* [Goal 1] According to the ladder caddy description, how is the entire fixture held to the ladder?

* [Source text]

---

Painting from a ladder at higher levels has always had its drawbacks as related to holding the pail of paint. In practically every case the holder, or support, turns out to be a wire, bent to the shape of an "S", with one end hooked over a rung of the ladder, and the other end hooked to the wire bail of the container. At its very best the position obtained for the pail is very inconvenient as related to the painter.
The ladder caddy, on the other hand, is designed to give a pail of paint, stain, or other such substance, a simple but firm support while being used in conjunction with an extension-type hollow rung ladder. The pail sets, rather than hangs, on the ladder. The pail is also held by a narrow sheet metal band that is firmly anchored to the ladder caddy. This band is equipped with a simple wire fastener which tightens the band around the pail. The entire fixture is held to the ladder simply by inserting the tubular holding arm into a rung of the ladder. This facilitates positioning the ladder caddy to where the pail is in a convenient position at the side of the ladder. With this type of anchorage the ladder caddy also maintains a constant level. The bail is dropped to the side of the pail and is out of the way, leaving the entire opening of the pail exposed and accessible. Also, the ladder caddy can be anchored on either side of the ladder in order to accomodate the painter's likes.
Four wire tool hooks, anchored to the outside of the sheet metal holding band, provides places for several needed tools. A specially designed sheet metal retainer provides a place for the paint brush to be placed while the ladder is being moved from side to side, lengthened or shortened.
My invention provides several key advantages over other devices found in the prior art.
The main object of the present invention is to make available a fixture that will allow for a pail of paint to set, rather than hang, in an accessible and secure position to the outside of a hollow rung extension ladder while painting at higher heights, thus taking much of the usual stress out of such painting.
Another object is to design the fixture to maintain a constant level, and to remain anchored in the hollow rung when the ladder is being moved from side-to-side, lengthened or shortened.

---

* [Records for processing]
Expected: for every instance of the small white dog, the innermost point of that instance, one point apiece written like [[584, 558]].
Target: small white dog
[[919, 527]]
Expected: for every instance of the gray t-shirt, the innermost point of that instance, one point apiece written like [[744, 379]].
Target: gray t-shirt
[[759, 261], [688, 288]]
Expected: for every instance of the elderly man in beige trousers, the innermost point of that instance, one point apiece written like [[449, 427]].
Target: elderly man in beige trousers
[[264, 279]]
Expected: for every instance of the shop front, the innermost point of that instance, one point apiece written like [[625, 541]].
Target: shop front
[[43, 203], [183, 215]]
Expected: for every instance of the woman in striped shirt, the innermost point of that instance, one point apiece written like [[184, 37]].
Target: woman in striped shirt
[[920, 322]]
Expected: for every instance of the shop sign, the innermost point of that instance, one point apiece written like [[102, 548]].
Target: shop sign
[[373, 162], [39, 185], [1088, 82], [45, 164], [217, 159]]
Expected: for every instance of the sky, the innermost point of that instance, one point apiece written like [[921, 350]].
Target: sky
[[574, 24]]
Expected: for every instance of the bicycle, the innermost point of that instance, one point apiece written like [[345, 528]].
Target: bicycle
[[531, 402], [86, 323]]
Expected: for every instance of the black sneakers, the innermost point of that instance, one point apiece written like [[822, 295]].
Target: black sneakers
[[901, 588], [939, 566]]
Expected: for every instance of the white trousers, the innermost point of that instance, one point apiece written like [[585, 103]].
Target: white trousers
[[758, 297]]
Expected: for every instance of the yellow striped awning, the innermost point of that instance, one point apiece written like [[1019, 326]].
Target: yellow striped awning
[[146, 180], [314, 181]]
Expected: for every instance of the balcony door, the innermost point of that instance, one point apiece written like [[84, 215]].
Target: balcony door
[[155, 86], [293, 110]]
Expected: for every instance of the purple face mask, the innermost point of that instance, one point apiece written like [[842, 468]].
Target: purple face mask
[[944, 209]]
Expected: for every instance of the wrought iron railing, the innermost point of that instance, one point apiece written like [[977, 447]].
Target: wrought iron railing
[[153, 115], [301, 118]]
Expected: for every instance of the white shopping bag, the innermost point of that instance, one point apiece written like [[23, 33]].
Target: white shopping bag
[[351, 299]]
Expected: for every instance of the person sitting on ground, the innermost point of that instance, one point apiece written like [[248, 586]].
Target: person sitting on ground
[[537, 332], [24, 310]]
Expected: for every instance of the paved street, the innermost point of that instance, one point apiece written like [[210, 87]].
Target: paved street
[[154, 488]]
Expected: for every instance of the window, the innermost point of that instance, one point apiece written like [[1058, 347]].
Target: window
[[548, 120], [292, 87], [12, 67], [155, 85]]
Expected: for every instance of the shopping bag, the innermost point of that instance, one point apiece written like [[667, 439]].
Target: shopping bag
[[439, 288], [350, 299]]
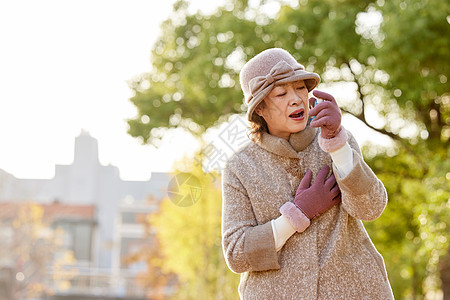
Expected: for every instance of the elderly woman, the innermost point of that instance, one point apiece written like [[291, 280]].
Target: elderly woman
[[290, 238]]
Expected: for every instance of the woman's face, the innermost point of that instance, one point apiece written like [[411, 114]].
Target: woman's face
[[285, 109]]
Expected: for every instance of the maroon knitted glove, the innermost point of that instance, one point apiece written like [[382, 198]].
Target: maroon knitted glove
[[327, 115], [316, 199]]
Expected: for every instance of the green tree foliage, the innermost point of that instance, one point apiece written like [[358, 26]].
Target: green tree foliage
[[190, 240], [390, 58]]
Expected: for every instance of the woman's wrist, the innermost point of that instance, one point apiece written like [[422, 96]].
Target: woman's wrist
[[335, 143]]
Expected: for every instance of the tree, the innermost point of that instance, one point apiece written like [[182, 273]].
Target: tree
[[30, 246], [390, 58], [190, 239]]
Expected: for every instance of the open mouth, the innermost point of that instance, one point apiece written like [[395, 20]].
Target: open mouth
[[297, 115]]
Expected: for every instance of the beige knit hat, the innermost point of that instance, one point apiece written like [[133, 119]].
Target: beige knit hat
[[276, 65]]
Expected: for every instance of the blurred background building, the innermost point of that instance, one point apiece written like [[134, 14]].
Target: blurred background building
[[101, 217]]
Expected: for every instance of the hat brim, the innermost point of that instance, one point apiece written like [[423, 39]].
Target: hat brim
[[311, 81]]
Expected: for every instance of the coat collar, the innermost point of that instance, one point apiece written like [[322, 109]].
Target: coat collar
[[297, 142]]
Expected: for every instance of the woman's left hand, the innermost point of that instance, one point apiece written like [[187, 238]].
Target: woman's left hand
[[327, 115]]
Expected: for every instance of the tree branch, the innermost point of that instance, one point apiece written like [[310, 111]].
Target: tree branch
[[362, 116]]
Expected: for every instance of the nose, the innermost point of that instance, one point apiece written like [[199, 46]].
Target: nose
[[295, 99]]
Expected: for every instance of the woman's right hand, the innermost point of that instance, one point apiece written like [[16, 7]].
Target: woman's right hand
[[313, 200]]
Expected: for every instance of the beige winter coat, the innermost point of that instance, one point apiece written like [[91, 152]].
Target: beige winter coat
[[333, 258]]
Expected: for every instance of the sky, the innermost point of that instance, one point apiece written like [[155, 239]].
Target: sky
[[64, 68]]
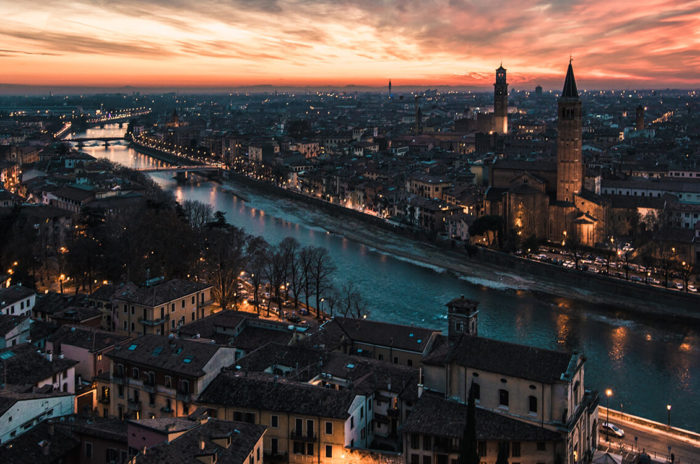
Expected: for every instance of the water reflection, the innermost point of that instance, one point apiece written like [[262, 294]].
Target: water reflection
[[647, 365]]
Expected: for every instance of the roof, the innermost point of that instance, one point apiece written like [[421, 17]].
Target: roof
[[489, 355], [31, 446], [85, 337], [169, 354], [270, 393], [435, 415], [160, 293], [26, 367], [7, 323], [213, 435], [13, 294], [402, 337], [570, 90]]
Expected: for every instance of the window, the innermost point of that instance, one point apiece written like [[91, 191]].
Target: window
[[515, 449], [533, 404], [481, 448], [476, 389], [503, 397]]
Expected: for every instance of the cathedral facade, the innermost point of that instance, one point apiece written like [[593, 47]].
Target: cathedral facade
[[547, 200]]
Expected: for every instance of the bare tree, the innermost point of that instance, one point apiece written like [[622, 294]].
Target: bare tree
[[257, 253], [197, 214], [322, 269], [224, 256], [352, 303]]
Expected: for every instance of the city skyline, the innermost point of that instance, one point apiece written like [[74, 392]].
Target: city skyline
[[648, 44]]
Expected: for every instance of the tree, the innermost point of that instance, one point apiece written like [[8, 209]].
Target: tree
[[322, 269], [225, 259], [468, 453], [257, 252], [351, 302]]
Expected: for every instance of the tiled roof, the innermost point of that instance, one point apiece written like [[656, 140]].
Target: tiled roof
[[161, 352], [212, 434], [14, 294], [269, 393], [437, 416], [24, 366], [401, 337], [489, 355], [85, 337], [161, 293]]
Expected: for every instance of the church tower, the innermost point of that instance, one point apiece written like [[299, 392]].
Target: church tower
[[500, 102], [569, 153]]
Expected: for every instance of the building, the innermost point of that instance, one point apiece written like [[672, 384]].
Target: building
[[500, 102], [209, 441], [20, 412], [433, 432], [26, 370], [159, 376], [14, 330], [394, 343], [160, 308], [543, 388], [306, 423], [17, 300]]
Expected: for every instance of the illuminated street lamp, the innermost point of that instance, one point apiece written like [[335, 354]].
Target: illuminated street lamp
[[608, 394]]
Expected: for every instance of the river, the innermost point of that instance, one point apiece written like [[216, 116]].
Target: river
[[647, 365]]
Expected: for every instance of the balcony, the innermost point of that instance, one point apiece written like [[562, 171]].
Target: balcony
[[298, 436], [134, 405]]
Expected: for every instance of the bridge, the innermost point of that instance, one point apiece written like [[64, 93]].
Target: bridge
[[81, 140], [185, 169]]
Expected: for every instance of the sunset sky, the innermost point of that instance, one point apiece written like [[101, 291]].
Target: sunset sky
[[614, 43]]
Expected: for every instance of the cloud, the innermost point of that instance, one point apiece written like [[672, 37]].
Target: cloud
[[451, 41]]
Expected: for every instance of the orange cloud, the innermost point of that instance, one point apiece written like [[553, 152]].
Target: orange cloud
[[624, 43]]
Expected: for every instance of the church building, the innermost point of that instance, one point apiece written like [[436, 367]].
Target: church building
[[546, 201]]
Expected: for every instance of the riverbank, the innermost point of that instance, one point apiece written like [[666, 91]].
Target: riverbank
[[492, 268], [488, 267]]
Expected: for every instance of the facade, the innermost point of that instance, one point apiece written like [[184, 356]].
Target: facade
[[208, 441], [534, 386], [17, 300], [500, 102], [20, 412], [161, 308], [306, 423], [157, 376]]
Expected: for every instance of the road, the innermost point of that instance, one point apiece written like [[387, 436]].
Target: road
[[653, 442]]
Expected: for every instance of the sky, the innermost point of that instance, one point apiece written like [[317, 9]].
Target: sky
[[220, 43]]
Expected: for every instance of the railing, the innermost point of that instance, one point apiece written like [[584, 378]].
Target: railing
[[298, 436]]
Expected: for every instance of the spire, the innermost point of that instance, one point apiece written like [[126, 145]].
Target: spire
[[570, 90]]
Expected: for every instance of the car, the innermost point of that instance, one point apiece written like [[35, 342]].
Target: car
[[611, 429]]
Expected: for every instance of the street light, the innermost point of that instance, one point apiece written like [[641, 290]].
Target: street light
[[608, 394]]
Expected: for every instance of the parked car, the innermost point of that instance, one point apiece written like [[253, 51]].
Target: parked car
[[611, 429]]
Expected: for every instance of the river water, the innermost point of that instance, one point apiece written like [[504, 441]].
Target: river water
[[648, 365]]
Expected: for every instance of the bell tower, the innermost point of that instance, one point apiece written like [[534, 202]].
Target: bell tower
[[500, 102], [569, 142], [462, 318]]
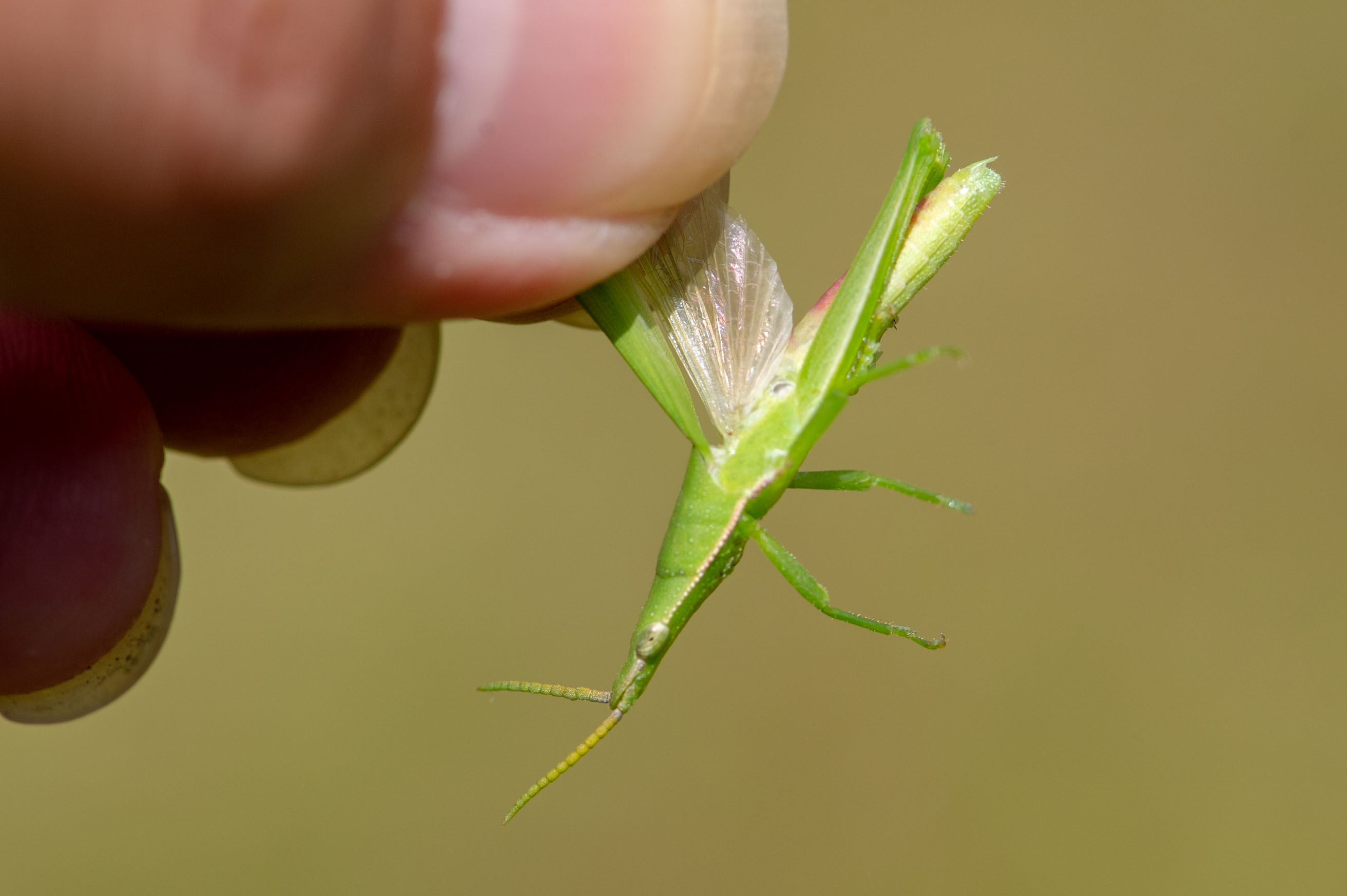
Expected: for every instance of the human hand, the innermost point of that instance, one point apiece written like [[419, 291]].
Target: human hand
[[279, 167]]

---

* [Goal 2] From the rows above, pull out every line that contains the string "cloud", treating uppercase and lowercase as different.

* [Correct result 1] It is held by inserting the tubular holding arm into a rung of the ladder.

* [Correct result 2]
Expected: for every instance of the cloud, the innermost point of that instance, one point apiece written like [[672, 37]].
Target: cloud
Expected: for every instance of the orange cloud, the innermost point of that instance, one point apiece written like [[553, 152]].
Target: orange cloud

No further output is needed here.